**Uit te voeren**
Typ alle onderstaande records regel voor regel letterlijk over en laat daarbij de afbeeldingen weg.

**Recordfragmenten**

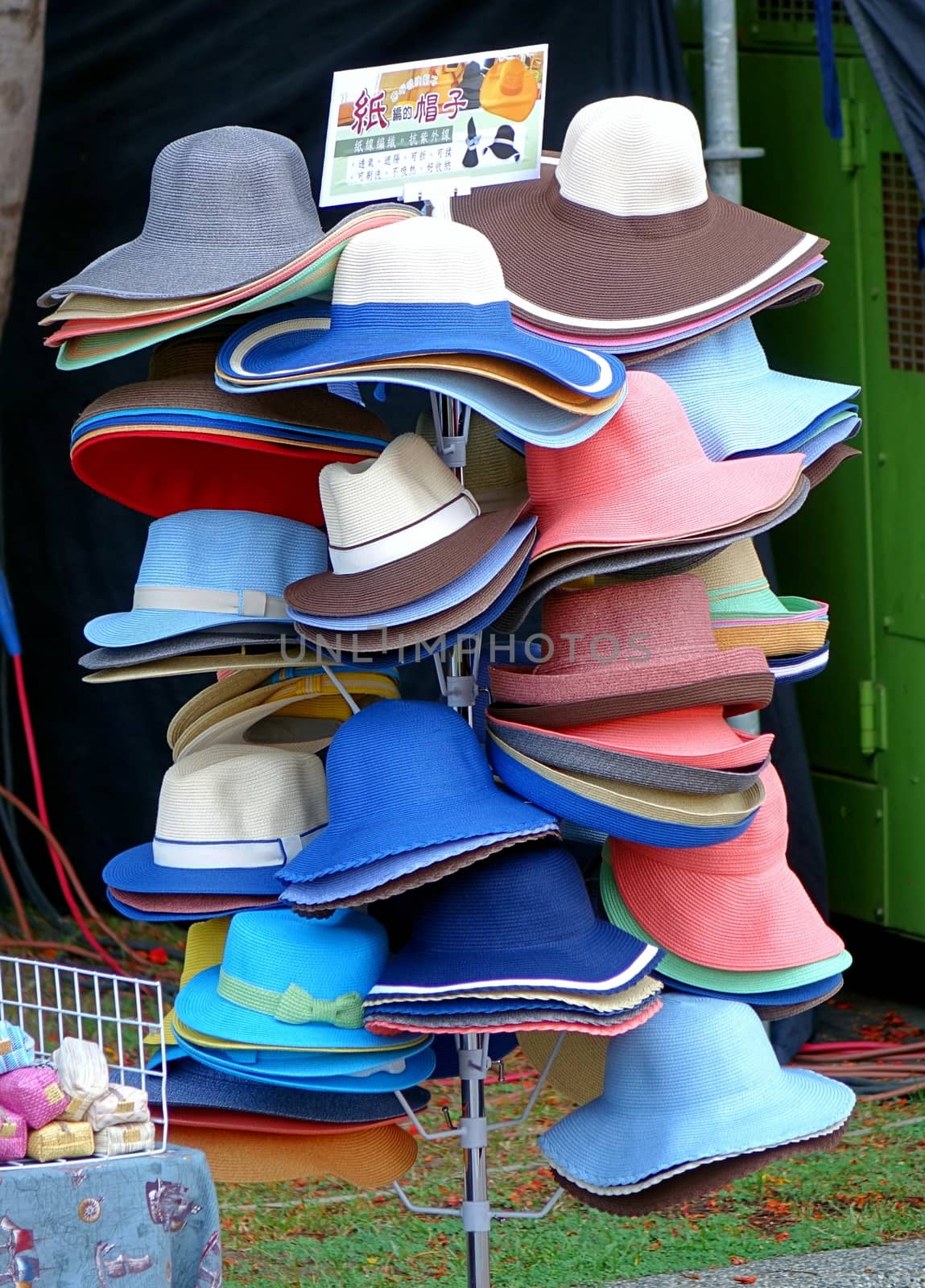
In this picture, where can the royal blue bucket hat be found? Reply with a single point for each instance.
(736, 403)
(522, 920)
(208, 568)
(433, 786)
(193, 1086)
(403, 1071)
(290, 982)
(699, 1081)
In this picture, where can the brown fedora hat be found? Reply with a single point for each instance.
(399, 527)
(624, 232)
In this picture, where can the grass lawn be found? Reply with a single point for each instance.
(869, 1191)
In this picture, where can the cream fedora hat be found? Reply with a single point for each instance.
(398, 528)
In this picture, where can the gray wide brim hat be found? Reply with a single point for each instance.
(227, 206)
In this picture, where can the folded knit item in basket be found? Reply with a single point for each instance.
(34, 1092)
(17, 1049)
(124, 1139)
(119, 1105)
(83, 1075)
(60, 1140)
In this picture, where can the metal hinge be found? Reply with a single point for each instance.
(853, 145)
(873, 712)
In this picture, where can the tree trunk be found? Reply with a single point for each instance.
(23, 47)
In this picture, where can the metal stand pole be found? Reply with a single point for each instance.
(473, 1053)
(723, 151)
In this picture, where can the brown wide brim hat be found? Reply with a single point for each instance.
(560, 567)
(369, 1159)
(403, 581)
(697, 1182)
(571, 266)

**Oplossing opdracht**
In this picture, where can the royal blue bucket hat be found? Reply with a single point for each instance.
(736, 403)
(522, 920)
(208, 568)
(433, 786)
(193, 1086)
(403, 1071)
(290, 982)
(699, 1081)
In this picture, where can the brown fedora hat be found? Reply with a single point for each instance.
(399, 527)
(624, 232)
In this picture, where can the grass lawn be found? Reply with a single point for each instance.
(869, 1191)
In this picture, where can the cream fedora hat be found? Reply with a single point for each instance.
(398, 528)
In this picture, where can the gray wide brim hat be found? Reply with a single point for each instance.
(227, 206)
In this picture, where can the folded knit item in basket be found? Reply with a single point for each instance.
(34, 1092)
(17, 1049)
(124, 1139)
(119, 1105)
(83, 1075)
(60, 1140)
In this picture, where can the metal hinge be found? Reply with a single point for each instance.
(853, 145)
(873, 712)
In this picture, where can the tree trunk be found? Reply with a single point for each instance.
(23, 47)
In this picture, where can the metal stand pole be found? Reply with a single point for each instance.
(473, 1053)
(723, 151)
In this picture, where can the brown wide brim hat be found? Reply with a single point for each instance.
(560, 567)
(369, 1159)
(403, 581)
(697, 1182)
(571, 266)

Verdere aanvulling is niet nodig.